| Task statement |
Rewrite the lines of the listing below, from the line containing "Would you mind pinning the gravel" through the end of the listing, inclusive, with "gravel ground" replaced by "gravel surface" and everything else left unchanged.

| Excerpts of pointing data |
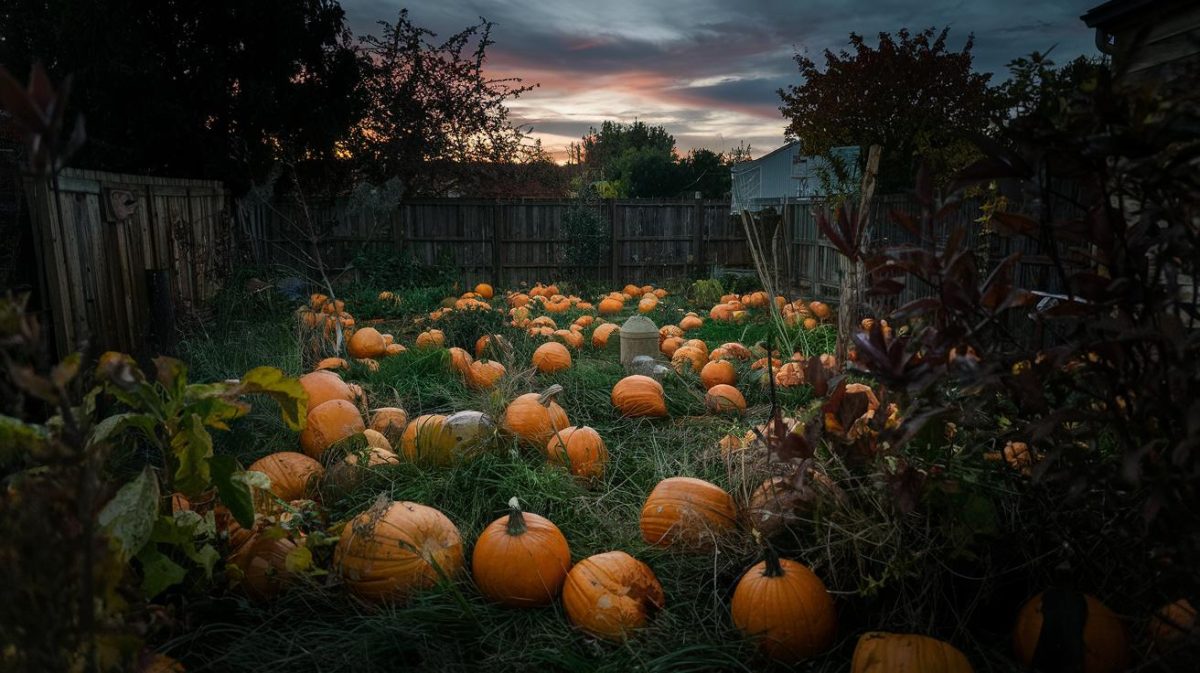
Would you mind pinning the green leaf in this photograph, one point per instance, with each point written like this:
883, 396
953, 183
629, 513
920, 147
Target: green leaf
192, 448
285, 390
130, 516
234, 492
159, 572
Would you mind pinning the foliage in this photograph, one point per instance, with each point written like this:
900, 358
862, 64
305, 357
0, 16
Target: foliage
432, 112
911, 95
231, 82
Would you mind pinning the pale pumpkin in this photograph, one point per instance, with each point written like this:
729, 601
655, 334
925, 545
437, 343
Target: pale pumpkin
521, 559
687, 512
610, 595
786, 607
396, 548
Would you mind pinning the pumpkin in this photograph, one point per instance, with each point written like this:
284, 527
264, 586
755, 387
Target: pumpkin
521, 559
484, 373
580, 449
551, 358
349, 472
639, 395
689, 356
366, 342
906, 653
333, 364
423, 437
460, 360
670, 346
431, 338
292, 474
324, 385
534, 418
1066, 630
389, 421
723, 398
328, 424
687, 512
718, 372
1173, 625
601, 334
609, 595
786, 607
264, 566
396, 548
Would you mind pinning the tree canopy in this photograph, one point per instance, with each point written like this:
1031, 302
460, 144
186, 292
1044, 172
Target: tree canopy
911, 94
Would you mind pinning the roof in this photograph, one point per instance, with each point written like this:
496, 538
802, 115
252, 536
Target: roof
1115, 10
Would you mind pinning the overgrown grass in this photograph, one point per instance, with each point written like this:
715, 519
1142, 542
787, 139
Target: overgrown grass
873, 559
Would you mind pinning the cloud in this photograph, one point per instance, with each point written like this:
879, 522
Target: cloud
708, 70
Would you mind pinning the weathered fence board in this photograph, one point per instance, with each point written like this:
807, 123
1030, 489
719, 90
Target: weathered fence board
94, 258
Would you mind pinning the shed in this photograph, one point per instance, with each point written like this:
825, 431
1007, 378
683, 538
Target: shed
1147, 38
785, 174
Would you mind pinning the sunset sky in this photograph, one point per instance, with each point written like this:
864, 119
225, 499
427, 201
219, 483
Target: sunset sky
707, 70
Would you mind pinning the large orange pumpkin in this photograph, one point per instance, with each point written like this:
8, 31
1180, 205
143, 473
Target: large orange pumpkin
639, 395
687, 512
521, 559
1066, 630
328, 424
293, 475
787, 607
609, 595
366, 342
551, 358
580, 449
724, 398
396, 548
718, 372
324, 385
534, 418
906, 653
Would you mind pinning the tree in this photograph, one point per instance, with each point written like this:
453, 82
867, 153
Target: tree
432, 112
913, 96
221, 89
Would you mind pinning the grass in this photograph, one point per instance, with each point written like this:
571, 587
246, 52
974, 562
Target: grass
319, 628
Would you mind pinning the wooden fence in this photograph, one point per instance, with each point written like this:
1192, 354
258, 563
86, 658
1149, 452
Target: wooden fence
96, 242
647, 241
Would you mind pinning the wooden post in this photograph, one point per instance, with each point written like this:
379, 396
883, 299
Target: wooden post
853, 275
615, 242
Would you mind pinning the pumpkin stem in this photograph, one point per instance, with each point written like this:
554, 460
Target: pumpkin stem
547, 395
516, 517
774, 569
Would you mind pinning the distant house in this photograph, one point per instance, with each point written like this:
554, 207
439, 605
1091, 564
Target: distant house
1147, 38
786, 175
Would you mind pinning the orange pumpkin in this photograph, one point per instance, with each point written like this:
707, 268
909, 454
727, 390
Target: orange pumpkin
609, 595
639, 396
293, 475
396, 548
786, 607
601, 334
324, 385
906, 653
534, 418
687, 512
723, 398
521, 559
718, 372
328, 424
580, 449
1050, 614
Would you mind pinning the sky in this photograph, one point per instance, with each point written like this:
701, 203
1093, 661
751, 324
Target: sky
707, 70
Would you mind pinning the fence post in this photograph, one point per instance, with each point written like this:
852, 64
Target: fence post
613, 241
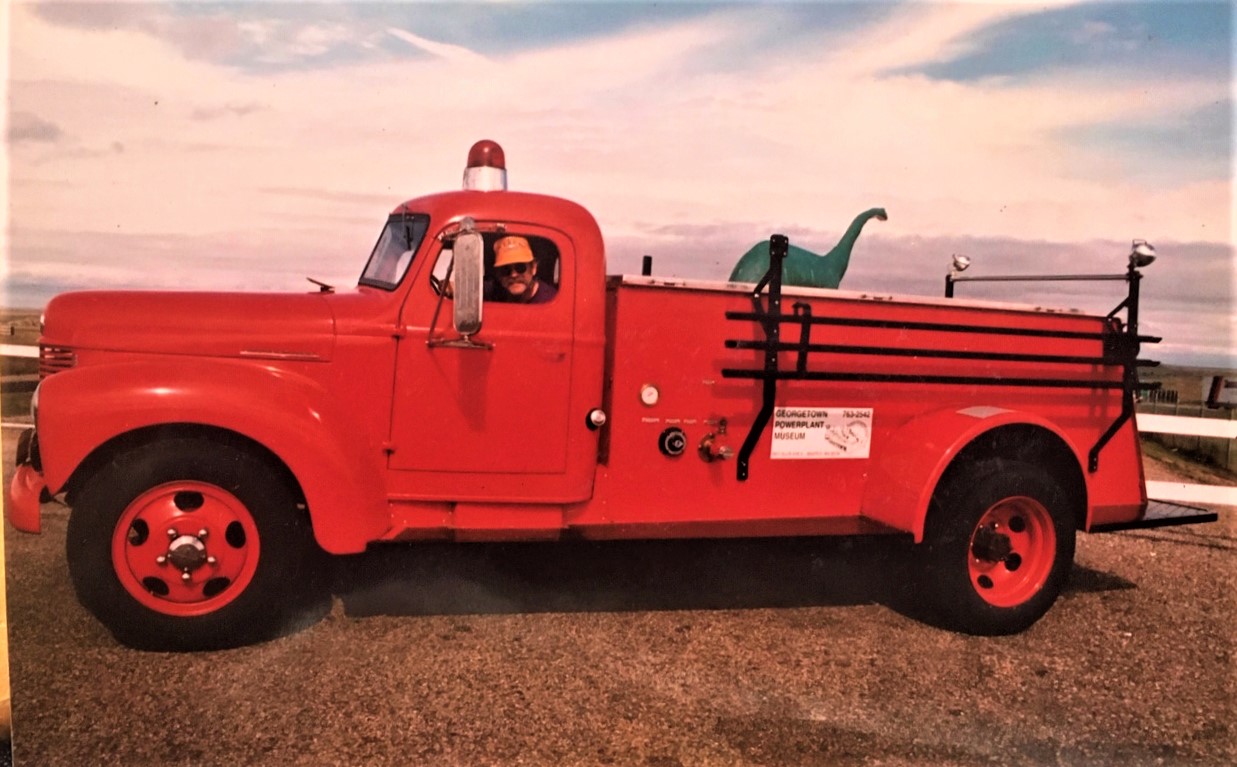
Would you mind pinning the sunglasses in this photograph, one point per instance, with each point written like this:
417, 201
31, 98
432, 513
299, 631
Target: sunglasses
513, 269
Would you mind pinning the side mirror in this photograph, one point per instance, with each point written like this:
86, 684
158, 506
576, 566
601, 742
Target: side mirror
469, 275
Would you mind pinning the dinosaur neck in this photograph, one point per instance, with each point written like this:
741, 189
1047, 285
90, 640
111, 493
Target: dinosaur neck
844, 246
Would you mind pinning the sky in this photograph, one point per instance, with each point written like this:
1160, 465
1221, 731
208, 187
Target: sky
246, 146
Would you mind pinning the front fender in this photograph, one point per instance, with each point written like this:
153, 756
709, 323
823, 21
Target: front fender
907, 469
337, 463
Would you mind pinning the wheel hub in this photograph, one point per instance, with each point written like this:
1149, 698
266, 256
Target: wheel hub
187, 553
991, 544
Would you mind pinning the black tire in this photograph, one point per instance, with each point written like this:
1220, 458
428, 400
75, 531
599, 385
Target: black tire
265, 577
998, 547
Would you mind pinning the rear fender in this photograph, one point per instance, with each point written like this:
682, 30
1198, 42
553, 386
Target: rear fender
907, 469
337, 464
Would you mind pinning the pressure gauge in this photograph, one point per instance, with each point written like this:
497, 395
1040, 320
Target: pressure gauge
648, 395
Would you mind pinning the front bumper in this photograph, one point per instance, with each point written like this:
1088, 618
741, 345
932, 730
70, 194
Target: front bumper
25, 495
27, 490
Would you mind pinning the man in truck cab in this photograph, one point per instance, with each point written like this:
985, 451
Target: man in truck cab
516, 270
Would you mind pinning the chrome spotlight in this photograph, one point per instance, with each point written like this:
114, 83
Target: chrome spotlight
1142, 254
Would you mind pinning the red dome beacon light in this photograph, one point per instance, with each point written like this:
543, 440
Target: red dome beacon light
486, 167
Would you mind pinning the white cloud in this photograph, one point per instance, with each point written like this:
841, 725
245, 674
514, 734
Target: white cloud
627, 124
439, 50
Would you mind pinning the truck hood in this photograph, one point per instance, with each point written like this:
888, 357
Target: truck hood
264, 325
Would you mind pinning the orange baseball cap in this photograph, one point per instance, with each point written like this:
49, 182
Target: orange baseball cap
512, 250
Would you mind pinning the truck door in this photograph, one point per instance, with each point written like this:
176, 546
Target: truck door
492, 412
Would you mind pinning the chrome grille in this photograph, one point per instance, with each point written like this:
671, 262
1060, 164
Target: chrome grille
55, 359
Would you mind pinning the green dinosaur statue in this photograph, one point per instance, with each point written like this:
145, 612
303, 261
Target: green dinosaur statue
803, 266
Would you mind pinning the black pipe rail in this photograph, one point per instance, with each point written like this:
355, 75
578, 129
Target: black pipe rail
1120, 343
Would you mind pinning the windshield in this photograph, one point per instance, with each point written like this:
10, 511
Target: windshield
393, 251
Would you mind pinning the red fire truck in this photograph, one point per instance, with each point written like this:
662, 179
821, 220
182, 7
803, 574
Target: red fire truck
214, 445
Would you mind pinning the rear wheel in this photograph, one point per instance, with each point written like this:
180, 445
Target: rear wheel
998, 547
194, 544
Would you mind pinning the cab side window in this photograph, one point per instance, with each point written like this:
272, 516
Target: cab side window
517, 269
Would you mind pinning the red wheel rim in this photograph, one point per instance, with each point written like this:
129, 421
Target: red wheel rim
1012, 552
186, 548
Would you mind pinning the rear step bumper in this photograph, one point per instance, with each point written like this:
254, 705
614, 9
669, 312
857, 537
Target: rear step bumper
1162, 514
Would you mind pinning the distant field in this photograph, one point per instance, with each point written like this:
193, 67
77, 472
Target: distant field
19, 325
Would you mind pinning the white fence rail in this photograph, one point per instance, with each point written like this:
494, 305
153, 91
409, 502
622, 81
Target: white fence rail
16, 350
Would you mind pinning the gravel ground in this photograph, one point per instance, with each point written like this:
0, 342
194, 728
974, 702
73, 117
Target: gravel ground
731, 652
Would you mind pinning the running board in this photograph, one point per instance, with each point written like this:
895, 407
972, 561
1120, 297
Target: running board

| Written answer |
Would you mind pinning the gravel surface in this photograph, one point per instance, with each point written like this:
0, 342
194, 728
974, 702
73, 117
Target: gravel surface
731, 652
Would you mind pinning the running board in this photograph, one point per instance, with each point written like this:
895, 407
972, 561
1120, 297
Target: running board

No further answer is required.